→ Text segment:
Dr. Peter Corke, distinguished professor emeritus at Queensland University of Technology, is the 2025 recipient of the Joseph F. Engelberger Award in the Education category. Known for his open-source Robotics Toolbox software, "Robotics, Vision and Control" books and the Robot Academy online video series, Corke has empowered generations of engineers with accessible robotics education and groundbreaking research.
The Engelberger Robotics Awards are named after the late Joseph F. Engelberger, known as the founding force behind industrial robotics. Since 1977, these awards have been given to more than 140 robotics leaders from around the world for excellence in technology development, application, education and leadership.
The winners are selected by a panel of industry leaders based on all present and past nominations from the industry and are voted on by the past chairs of the Robotic Industries Association (RIA), which became part of the Association for Advancing Automation (A3) in April 2021. A3 administers the award, and each winner receives a $5,000 honorarium, a commemorative medallion and a plaque. Along with Corke, Stuart "Stu" Shepherd won the 2025 Engelberger Award for Leadership.
“Peter’s educational resources and research have shaped the work of robotics engineers for many years and led to immeasurable industry advancements,” said Jeff Burnstein, president of A3. “Stu’s leadership and foresight over the past 46 years have been instrumental in transforming manufacturing.”
Corke co-founded the Queensland University of Technology robotics discipline, which has grown to be one of the largest robotics research and teaching groups in Australia. Prior to that, he worked as a researcher for the Commonwealth Scientific and Industrial Research Organization (CSIRO), the Australian national research agency, and then as the founding director of the CSIRO Autonomous Systems Lab.
His early work focused on the automation of underground and surface mining equipment and farm vehicles, Internet of Things (IoT), visual-inertial navigation of flying and underwater drones and mobile manipulation. He holds a number of patents and is chief roboticist at robotic-packing company Lyro Robotics and technical advisor to drone-mapping company Emesent.
He is a fellow of the Institute of Electrical and Electronics Engineers (IEEE); the Australian Academy of Technological Sciences and Engineering; and the Australian Academy of Science. He was the editor-in-chief of “IEEE Robotics & Automation Magazine” and has served pm advisory and editorial boards for numerous robotic publications.
“Being recognized with an Engelberger Award for my contributions to robotics education is easily one of the biggest highlights of my career,” Corke said. “I’ve always believed that making robotics knowledge accessible to all is crucial for advancing the industry.”

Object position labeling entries
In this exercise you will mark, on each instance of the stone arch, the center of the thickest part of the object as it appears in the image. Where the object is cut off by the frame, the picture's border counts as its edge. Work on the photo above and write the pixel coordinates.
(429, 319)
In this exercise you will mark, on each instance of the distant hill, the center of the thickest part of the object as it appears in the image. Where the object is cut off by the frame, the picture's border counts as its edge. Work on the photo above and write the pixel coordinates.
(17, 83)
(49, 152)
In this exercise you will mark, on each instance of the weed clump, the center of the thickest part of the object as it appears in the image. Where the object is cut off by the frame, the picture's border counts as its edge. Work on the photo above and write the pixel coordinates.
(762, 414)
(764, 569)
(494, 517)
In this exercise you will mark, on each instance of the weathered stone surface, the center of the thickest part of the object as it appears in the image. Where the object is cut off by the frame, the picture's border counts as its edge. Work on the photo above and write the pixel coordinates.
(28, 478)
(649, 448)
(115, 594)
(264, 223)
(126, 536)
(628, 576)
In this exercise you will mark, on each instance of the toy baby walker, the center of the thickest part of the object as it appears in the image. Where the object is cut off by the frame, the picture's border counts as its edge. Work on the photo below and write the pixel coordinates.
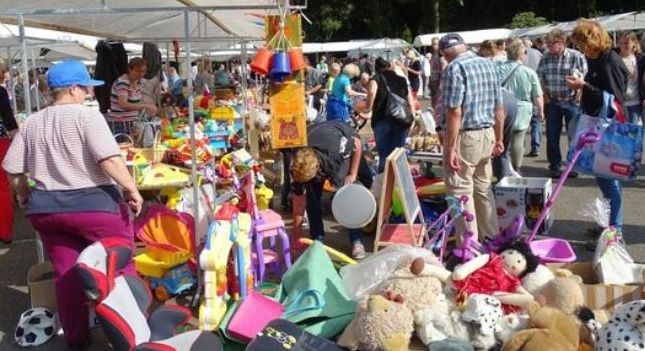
(228, 230)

→ Required actions:
• 1. In the article on Peter Corke's Engelberger Award, retype the passage from "Dr. Peter Corke, distinguished" to "education and leadership.".
• 2. Answer these questions about the article on Peter Corke's Engelberger Award:
(a) Since what year have the Engelberger Robotics Awards been given?
(b) How much is the honorarium each winner receives?
(c) At which company does Corke serve as chief roboticist?
• 3. Can you carry on the article about Peter Corke's Engelberger Award from the point where it stops?

→ Answers by task:
• 1.
Dr. Peter Corke, distinguished professor emeritus at Queensland University of Technology, is the 2025 recipient of the Joseph F. Engelberger Award in the Education category. Known for his open-source Robotics Toolbox software, "Robotics, Vision and Control" books and the Robot Academy online video series, Corke has empowered generations of engineers with accessible robotics education and groundbreaking research.
The Engelberger Robotics Awards are named after the late Joseph F. Engelberger, known as the founding force behind industrial robotics. Since 1977, these awards have been given to more than 140 robotics leaders from around the world for excellence in technology development, application, education and leadership.

• 2.
(a) 1977
(b) $5,000
(c) Lyro Robotics

• 3.
On May 14, an awards dinner honoring Corke and Shepherd will be held during Automate 2025 in Detroit. Tickets for the awards ceremony, which include a cocktail reception and dinner, may be purchased when registering for Automate 2025.
At the Automate Show, more than 800 exhibitors will display the latest in robotics, vision systems, AI and motion control across more than 320,000 sq ft. Anyone 12 and older can attend the free show. A paid industry conference will coincide with the free show and is slated to feature more than 200 speakers.
What does the Engelberger Award symbolize to you, in terms of achievement or recognition?
Peter Corke: An awful lot. It’s the pinnacle of robotics awards, and the fact that it comes from an industry association is, to me, extra special. It shows that the industry sees education as important to the growth of robotics, and it values my contribution to that education.
But I didn’t set out to be a robotics educator. That might sound odd from a professor, but I did the professor thing relatively late in my career. Before that I spent 25 years working for a national lab on largely applied research.
The open-source Robotics Toolbox software is the output of an untold number of Sundays. The first edition of my book was written in a year off between jobs.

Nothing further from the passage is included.